» **What the exercise asks**
How many lines in the material below contain the word "boiler"? Write only the number.

BEGIN Information provided

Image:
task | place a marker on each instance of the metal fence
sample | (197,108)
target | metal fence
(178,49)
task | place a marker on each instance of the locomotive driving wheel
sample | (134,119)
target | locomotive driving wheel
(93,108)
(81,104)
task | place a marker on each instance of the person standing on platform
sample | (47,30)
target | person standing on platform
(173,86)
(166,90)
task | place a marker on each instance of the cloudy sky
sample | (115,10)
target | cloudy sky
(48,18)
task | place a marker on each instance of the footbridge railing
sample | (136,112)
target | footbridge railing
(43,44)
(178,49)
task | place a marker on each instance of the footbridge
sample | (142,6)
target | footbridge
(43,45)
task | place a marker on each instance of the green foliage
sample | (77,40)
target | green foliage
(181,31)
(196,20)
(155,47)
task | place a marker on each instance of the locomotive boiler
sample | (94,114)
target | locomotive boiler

END Information provided
BEGIN Information provided

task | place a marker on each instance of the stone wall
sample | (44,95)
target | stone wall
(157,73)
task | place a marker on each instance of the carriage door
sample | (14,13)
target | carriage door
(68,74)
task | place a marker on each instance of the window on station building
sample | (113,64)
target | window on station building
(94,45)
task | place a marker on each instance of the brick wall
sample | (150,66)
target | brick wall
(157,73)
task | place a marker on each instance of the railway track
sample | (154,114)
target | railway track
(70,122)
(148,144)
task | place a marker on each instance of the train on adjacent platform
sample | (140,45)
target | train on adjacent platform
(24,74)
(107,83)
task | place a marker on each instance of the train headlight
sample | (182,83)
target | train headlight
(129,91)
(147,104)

END Information provided

» **Solution for this problem**
2